--- TEXTO ---

Artífice central dos novos tempos, o professor ocupará cada vez mais espaço privilegiado nesse processo de transformação social. Cabe a ele formar as novas gerações, ajudá-las a lidar com os desafios que se colocarem em suas trajetórias. Ele sabe que o fracasso que não resulte na promoção de um mundo melhor é apenas um fracasso, puro e simples. Já o fracasso que induza a mudanças drásticas e necessárias é, se me permitem o oxímoro, um fracasso bem-sucedido.

Esse é o papel do professor, da professora. Deles depende o amadurecimento da sociedade, fruto da reinvenção que começa na sala de aula. Não se trata de ensinar, ou só de ensinar. Trata-se, isto sim, de inspirar, de provocar, de fazer o aluno querer dar o máximo de si, superar seus limites. Trata-se, ainda, de nos fazer olhar o mundo por outros ângulos, tonando mais aguda nossa sensibilidade, ampliando nosso repertório.

--- DADOS DE ENTRADA ---

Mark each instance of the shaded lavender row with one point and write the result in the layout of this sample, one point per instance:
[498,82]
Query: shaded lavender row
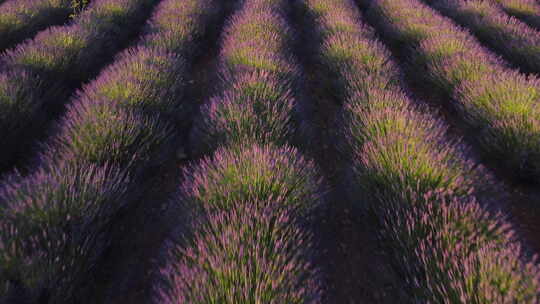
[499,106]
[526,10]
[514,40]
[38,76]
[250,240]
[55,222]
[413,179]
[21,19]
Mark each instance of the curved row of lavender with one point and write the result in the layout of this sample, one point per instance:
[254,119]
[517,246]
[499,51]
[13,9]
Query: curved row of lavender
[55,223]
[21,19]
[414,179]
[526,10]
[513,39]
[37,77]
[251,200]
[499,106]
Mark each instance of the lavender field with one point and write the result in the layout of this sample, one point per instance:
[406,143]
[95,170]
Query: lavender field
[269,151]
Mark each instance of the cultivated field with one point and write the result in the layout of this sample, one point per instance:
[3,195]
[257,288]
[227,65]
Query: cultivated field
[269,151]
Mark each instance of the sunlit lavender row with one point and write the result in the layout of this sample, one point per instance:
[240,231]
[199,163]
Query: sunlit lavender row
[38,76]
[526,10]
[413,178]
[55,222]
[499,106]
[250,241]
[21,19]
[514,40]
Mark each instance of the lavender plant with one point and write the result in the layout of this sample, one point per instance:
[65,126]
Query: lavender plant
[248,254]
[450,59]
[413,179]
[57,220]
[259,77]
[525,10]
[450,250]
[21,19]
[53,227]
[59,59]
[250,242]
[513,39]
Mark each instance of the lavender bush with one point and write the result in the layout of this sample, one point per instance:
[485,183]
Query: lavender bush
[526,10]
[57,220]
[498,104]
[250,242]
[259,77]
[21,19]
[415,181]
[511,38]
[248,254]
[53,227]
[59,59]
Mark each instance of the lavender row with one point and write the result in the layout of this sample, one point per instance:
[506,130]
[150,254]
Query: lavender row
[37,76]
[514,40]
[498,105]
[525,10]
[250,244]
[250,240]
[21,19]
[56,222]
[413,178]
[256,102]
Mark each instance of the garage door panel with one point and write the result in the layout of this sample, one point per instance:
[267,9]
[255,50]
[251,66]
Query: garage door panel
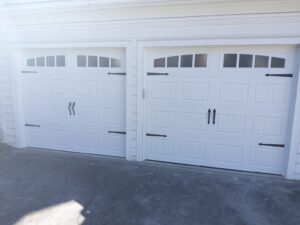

---

TAREFAS:
a. Devolva, sem nenhuma alteração, o trecho do texto sobre o papel do professor que se inicia nas palavras "Artífice central dos" e termina em "um fracasso bem-sucedido.".
b. Dê continuidade ao texto sobre o papel do professor a partir do ponto em que ele para.

RESPOSTAS:
a.
Artífice central dos novos tempos, o professor ocupará cada vez mais espaço privilegiado nesse processo de transformação social. Cabe a ele formar as novas gerações, ajudá-las a lidar com os desafios que se colocarem em suas trajetórias. Ele sabe que o fracasso que não resulte na promoção de um mundo melhor é apenas um fracasso, puro e simples. Já o fracasso que induza a mudanças drásticas e necessárias é, se me permitem o oxímoro, um fracasso bem-sucedido.

b.
Para Nietzsche, a primeira tarefa da educação é ensinar a ver. Ver sem as travas do dogmatismo, quebrando paradigmas e desenvolvendo a empatia - aquela capacidade demasiadamente humana de se colocar no lugar do outro, sentir a dor do outro, entender suas razões e emoções.

Concordo com o maestro inglês Benjamin Zander, da Orquestra Filarmônica de Boston, para quem "sucesso é a quantidade de olhos brilhando ao nosso redor". Essa é a verdadeira recompensa para um professor. Hoje, no Dia do Professor, gostaria de transcender o sentido estrito da palavra. Refiro-me ao professor de um modo abrangente, e não apenas para designar o mestre na sala de aula. Os meus parabéns, portanto, vão também para todos que se dedicam, na prática, a transmitir e a trocar conhecimentos sobre suas áreas de atuação, seja o jornalismo, a medicina, a engenharia, a dança, a música.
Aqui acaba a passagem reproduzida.